(Collected data entries)
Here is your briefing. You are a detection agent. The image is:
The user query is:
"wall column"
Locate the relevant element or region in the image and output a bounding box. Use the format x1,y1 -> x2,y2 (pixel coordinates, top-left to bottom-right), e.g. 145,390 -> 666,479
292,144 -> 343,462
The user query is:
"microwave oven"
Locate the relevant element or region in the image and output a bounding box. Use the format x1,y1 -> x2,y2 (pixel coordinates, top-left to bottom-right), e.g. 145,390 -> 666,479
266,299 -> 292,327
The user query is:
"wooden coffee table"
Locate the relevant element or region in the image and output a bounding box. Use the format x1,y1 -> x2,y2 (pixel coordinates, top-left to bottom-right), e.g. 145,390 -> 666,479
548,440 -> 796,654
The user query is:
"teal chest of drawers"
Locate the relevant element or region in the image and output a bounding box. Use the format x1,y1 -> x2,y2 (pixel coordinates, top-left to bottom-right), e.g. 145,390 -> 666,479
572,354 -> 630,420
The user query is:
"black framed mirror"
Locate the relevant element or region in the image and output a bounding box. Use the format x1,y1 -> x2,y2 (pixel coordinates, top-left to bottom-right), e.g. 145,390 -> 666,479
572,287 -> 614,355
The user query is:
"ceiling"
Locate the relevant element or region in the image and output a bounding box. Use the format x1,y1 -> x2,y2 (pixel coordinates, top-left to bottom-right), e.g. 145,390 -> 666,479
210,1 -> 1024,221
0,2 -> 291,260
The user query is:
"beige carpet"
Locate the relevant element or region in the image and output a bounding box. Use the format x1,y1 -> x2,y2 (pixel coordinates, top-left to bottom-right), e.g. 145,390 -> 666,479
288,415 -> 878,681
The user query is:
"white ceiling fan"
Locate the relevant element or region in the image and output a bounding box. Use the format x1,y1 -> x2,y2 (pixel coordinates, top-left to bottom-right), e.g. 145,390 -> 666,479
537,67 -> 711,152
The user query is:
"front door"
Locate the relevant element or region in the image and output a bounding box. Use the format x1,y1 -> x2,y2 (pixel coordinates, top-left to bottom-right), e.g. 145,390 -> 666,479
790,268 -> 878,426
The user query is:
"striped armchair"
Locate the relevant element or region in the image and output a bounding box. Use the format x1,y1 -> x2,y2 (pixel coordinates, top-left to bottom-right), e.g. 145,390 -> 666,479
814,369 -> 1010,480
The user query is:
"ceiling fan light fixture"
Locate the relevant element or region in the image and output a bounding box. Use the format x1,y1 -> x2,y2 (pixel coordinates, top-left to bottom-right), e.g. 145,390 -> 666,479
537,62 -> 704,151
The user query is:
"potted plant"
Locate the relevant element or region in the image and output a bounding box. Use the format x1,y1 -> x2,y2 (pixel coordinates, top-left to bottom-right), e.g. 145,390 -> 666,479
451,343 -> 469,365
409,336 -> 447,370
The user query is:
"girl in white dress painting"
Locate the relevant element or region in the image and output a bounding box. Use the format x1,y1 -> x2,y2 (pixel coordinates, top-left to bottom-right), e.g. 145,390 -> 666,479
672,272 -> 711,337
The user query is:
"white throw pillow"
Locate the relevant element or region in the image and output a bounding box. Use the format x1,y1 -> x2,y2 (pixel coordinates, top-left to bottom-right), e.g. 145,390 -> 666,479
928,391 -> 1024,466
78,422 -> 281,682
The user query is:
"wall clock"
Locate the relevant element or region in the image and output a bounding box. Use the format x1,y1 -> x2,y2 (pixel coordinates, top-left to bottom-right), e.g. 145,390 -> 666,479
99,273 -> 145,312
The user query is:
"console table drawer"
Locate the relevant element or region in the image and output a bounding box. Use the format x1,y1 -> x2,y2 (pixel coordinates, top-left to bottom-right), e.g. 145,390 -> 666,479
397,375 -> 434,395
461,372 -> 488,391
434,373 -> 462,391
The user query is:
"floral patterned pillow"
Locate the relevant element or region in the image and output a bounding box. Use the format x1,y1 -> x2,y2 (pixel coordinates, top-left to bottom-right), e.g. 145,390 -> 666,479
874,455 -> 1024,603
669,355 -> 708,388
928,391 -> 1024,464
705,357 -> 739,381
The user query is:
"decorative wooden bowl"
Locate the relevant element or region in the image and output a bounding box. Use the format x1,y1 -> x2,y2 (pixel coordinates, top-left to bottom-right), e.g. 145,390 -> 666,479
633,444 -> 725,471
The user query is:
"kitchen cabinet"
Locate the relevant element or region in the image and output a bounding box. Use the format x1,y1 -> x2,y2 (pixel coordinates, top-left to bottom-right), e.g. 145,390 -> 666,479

> [Goal of the exercise]
How many lines in the records above contain the string "pillow"? Reply with the number alone.

> [Exercise output]
2